Exercise directions:
Filter the rows below, keeping only the lines that contain the word "tree", and copy each of those lines unchanged.

Source data:
=======

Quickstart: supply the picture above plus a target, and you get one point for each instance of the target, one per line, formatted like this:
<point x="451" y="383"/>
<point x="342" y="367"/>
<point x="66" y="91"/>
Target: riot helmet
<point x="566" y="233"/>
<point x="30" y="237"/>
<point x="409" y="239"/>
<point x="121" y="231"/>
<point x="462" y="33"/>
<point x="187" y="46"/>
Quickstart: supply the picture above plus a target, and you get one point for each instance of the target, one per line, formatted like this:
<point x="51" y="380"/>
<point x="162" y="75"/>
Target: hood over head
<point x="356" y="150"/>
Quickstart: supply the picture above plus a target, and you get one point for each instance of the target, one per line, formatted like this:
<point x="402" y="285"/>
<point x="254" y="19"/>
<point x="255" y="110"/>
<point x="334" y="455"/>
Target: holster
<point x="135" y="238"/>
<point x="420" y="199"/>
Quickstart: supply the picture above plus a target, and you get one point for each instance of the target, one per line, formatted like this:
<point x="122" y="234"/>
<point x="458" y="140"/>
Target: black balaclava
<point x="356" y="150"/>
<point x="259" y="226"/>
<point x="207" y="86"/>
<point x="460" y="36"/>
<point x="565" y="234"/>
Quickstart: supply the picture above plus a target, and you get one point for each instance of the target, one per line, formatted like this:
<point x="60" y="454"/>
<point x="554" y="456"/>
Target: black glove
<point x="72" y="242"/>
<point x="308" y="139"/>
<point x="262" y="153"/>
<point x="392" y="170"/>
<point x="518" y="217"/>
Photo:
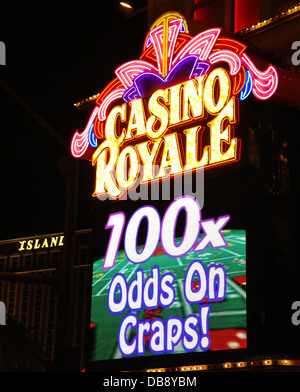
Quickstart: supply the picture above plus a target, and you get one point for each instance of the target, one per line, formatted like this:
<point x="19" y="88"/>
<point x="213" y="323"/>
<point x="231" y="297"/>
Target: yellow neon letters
<point x="167" y="132"/>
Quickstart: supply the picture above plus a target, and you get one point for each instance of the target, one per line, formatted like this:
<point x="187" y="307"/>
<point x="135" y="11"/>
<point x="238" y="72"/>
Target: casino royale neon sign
<point x="173" y="110"/>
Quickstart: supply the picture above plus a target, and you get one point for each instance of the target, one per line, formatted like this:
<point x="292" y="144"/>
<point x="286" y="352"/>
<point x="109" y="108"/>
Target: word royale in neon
<point x="171" y="111"/>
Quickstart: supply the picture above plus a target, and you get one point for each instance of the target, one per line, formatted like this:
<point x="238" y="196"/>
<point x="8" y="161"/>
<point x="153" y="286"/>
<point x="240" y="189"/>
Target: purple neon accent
<point x="136" y="234"/>
<point x="205" y="340"/>
<point x="146" y="83"/>
<point x="182" y="28"/>
<point x="112" y="226"/>
<point x="216" y="297"/>
<point x="206" y="240"/>
<point x="148" y="42"/>
<point x="185" y="229"/>
<point x="201" y="68"/>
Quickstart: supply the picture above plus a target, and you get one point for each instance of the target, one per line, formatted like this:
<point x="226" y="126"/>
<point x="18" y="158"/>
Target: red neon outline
<point x="201" y="44"/>
<point x="227" y="56"/>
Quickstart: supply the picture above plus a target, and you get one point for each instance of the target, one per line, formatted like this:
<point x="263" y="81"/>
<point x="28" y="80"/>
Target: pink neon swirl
<point x="128" y="71"/>
<point x="201" y="44"/>
<point x="80" y="141"/>
<point x="264" y="82"/>
<point x="227" y="56"/>
<point x="113" y="96"/>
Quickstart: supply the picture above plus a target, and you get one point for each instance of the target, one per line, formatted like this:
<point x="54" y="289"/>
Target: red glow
<point x="246" y="14"/>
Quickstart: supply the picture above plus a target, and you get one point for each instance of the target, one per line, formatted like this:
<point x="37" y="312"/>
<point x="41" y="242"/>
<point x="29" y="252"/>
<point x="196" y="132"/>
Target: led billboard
<point x="171" y="113"/>
<point x="170" y="295"/>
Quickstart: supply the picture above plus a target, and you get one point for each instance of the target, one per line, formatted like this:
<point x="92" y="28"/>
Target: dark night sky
<point x="56" y="54"/>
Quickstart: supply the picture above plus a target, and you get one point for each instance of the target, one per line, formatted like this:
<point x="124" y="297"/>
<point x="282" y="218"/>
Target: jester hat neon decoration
<point x="171" y="56"/>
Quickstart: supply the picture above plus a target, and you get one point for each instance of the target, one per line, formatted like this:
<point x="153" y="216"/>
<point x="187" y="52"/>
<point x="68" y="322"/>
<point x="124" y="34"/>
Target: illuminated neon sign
<point x="174" y="108"/>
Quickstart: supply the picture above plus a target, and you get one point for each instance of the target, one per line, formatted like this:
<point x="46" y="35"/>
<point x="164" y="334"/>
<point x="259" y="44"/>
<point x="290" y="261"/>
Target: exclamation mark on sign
<point x="205" y="339"/>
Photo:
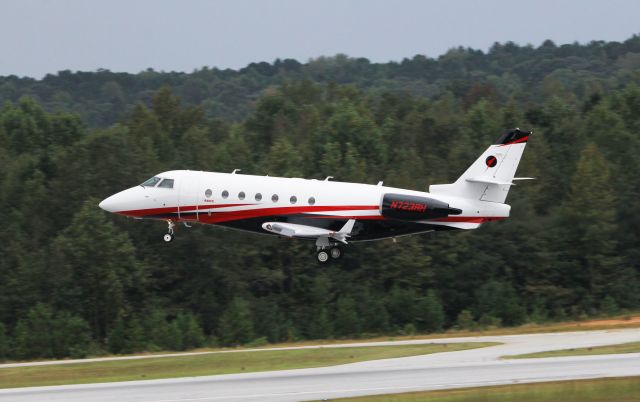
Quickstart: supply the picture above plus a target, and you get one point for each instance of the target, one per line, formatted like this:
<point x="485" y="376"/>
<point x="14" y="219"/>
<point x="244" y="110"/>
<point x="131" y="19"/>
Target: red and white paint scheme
<point x="331" y="213"/>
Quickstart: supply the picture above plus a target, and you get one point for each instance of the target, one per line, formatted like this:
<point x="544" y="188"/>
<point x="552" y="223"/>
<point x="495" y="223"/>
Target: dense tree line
<point x="75" y="280"/>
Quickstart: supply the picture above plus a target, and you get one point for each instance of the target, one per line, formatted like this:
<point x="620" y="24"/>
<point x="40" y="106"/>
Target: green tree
<point x="41" y="333"/>
<point x="94" y="269"/>
<point x="430" y="314"/>
<point x="346" y="317"/>
<point x="192" y="336"/>
<point x="4" y="342"/>
<point x="236" y="324"/>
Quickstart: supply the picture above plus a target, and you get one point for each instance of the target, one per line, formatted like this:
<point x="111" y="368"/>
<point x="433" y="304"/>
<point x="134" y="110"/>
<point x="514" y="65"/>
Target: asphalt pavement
<point x="476" y="367"/>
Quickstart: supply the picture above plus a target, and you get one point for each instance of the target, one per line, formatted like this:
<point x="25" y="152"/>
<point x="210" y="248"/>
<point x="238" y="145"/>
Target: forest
<point x="77" y="281"/>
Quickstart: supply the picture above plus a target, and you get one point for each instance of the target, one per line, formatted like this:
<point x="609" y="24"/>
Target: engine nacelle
<point x="413" y="208"/>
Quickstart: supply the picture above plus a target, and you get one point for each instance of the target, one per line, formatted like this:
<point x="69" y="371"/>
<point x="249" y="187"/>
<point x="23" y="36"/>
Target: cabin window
<point x="151" y="182"/>
<point x="166" y="183"/>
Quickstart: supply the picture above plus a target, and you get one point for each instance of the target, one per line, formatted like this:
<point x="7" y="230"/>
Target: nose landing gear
<point x="169" y="236"/>
<point x="324" y="254"/>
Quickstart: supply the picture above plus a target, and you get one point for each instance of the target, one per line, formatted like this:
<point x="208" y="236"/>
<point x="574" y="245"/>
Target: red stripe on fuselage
<point x="470" y="219"/>
<point x="223" y="216"/>
<point x="226" y="216"/>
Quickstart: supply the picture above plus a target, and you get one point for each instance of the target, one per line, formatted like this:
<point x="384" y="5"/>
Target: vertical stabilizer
<point x="491" y="175"/>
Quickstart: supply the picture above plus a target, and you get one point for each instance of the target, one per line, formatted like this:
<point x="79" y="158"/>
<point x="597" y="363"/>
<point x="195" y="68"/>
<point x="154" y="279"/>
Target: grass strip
<point x="632" y="347"/>
<point x="622" y="389"/>
<point x="210" y="364"/>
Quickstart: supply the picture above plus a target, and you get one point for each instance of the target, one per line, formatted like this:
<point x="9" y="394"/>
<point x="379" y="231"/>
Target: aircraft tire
<point x="322" y="256"/>
<point x="336" y="253"/>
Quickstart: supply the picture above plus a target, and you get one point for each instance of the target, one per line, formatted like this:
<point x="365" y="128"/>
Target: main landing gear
<point x="333" y="252"/>
<point x="169" y="236"/>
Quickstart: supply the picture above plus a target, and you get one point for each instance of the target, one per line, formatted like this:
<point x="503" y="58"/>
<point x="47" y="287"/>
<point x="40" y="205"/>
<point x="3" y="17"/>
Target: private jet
<point x="331" y="213"/>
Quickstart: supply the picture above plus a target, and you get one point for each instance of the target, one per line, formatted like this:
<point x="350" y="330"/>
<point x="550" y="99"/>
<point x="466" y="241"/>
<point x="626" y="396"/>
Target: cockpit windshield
<point x="151" y="182"/>
<point x="166" y="183"/>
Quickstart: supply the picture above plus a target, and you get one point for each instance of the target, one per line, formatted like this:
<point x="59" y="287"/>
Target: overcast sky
<point x="44" y="36"/>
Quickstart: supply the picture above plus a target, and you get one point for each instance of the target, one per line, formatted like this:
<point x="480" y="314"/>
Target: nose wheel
<point x="325" y="254"/>
<point x="169" y="236"/>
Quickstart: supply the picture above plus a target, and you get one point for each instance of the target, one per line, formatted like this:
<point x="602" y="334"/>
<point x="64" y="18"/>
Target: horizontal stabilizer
<point x="489" y="180"/>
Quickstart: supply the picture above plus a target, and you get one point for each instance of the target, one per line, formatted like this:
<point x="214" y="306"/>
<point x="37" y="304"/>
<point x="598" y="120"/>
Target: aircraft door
<point x="189" y="197"/>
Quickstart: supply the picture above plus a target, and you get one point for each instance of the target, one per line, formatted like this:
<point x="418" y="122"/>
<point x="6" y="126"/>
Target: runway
<point x="436" y="371"/>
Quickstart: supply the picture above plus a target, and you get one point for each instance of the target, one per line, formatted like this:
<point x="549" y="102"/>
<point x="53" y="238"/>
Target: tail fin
<point x="491" y="175"/>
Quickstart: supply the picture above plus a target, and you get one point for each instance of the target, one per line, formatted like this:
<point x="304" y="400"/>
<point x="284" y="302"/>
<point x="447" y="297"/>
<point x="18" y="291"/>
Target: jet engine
<point x="413" y="208"/>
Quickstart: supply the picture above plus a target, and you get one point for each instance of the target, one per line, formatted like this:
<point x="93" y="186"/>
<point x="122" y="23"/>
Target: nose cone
<point x="109" y="204"/>
<point x="124" y="201"/>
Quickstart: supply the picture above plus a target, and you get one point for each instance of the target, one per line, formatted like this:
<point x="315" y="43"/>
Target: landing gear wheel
<point x="323" y="256"/>
<point x="336" y="252"/>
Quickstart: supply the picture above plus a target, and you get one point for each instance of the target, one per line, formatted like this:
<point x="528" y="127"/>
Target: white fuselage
<point x="248" y="201"/>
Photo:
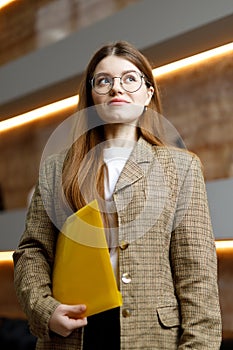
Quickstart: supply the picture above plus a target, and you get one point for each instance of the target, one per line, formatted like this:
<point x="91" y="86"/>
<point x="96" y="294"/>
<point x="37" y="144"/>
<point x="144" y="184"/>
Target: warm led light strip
<point x="72" y="101"/>
<point x="38" y="113"/>
<point x="170" y="67"/>
<point x="5" y="2"/>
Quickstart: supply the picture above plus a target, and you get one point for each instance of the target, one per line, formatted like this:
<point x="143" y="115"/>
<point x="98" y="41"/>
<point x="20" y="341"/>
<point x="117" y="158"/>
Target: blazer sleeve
<point x="33" y="260"/>
<point x="194" y="265"/>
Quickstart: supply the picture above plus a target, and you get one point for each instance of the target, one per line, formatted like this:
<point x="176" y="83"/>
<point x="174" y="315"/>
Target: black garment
<point x="103" y="331"/>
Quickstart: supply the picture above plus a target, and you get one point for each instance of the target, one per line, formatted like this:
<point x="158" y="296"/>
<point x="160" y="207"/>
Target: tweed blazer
<point x="167" y="255"/>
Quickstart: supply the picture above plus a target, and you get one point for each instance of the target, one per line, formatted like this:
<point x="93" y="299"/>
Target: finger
<point x="75" y="310"/>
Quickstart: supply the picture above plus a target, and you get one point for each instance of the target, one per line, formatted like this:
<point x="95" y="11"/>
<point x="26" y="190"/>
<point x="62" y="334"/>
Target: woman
<point x="155" y="212"/>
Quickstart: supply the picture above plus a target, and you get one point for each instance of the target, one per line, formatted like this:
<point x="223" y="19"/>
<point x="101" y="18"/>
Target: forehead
<point x="114" y="65"/>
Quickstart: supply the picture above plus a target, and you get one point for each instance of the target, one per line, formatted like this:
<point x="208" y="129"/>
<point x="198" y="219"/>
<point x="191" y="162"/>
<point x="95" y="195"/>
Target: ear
<point x="150" y="92"/>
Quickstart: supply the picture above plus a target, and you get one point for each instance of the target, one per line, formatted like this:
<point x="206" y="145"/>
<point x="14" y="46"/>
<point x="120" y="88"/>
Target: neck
<point x="120" y="135"/>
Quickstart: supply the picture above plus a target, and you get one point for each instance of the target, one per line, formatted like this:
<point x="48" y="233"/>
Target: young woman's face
<point x="118" y="105"/>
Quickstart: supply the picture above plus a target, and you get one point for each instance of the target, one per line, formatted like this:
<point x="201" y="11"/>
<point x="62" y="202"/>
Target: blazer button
<point x="126" y="278"/>
<point x="124" y="245"/>
<point x="126" y="313"/>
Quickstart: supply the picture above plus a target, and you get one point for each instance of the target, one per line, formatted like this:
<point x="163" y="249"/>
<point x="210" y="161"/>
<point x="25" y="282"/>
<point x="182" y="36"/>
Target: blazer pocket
<point x="168" y="316"/>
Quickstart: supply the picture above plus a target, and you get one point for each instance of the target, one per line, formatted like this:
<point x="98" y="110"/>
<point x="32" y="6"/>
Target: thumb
<point x="75" y="310"/>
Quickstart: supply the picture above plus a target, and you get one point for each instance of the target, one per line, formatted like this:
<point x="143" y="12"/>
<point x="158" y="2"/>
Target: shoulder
<point x="180" y="156"/>
<point x="178" y="162"/>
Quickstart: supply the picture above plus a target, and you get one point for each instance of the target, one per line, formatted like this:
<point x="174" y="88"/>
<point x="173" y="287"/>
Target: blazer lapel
<point x="137" y="164"/>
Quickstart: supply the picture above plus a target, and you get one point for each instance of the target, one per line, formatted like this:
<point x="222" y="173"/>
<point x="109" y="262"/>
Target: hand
<point x="67" y="318"/>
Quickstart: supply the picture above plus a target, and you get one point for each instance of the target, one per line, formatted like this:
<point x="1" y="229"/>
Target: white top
<point x="115" y="159"/>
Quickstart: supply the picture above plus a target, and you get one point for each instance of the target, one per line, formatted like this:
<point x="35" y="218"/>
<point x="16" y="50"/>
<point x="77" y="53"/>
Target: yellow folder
<point x="82" y="272"/>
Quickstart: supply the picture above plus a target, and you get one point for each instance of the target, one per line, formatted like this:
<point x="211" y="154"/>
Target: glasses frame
<point x="141" y="75"/>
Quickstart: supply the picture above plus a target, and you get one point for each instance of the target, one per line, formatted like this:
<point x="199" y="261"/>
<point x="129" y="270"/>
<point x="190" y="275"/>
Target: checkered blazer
<point x="167" y="256"/>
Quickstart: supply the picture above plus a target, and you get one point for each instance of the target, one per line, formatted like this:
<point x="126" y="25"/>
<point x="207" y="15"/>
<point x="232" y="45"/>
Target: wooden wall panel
<point x="198" y="101"/>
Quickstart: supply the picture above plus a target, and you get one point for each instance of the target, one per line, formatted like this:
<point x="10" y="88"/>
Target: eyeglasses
<point x="130" y="81"/>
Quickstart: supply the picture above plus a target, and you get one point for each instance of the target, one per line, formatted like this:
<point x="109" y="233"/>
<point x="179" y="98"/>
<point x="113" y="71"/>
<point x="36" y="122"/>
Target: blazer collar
<point x="137" y="165"/>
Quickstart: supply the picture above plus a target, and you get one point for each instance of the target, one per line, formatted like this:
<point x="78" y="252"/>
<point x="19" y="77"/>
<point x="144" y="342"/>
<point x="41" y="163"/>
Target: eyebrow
<point x="124" y="72"/>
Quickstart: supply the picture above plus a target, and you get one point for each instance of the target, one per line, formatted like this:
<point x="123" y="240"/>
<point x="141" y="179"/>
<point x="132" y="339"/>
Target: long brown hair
<point x="83" y="180"/>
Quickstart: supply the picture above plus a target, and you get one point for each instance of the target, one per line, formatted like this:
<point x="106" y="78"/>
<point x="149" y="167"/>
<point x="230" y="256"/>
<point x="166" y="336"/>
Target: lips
<point x="117" y="102"/>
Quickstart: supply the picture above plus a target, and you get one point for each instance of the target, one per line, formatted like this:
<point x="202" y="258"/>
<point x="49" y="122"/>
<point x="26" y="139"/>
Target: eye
<point x="131" y="77"/>
<point x="102" y="80"/>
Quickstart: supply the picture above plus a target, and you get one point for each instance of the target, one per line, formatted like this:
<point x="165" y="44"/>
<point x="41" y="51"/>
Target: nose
<point x="116" y="84"/>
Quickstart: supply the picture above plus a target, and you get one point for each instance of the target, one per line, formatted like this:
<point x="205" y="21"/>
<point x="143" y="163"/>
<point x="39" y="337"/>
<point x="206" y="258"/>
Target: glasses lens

=======

Exercise output:
Target: dense tree line
Target: green tree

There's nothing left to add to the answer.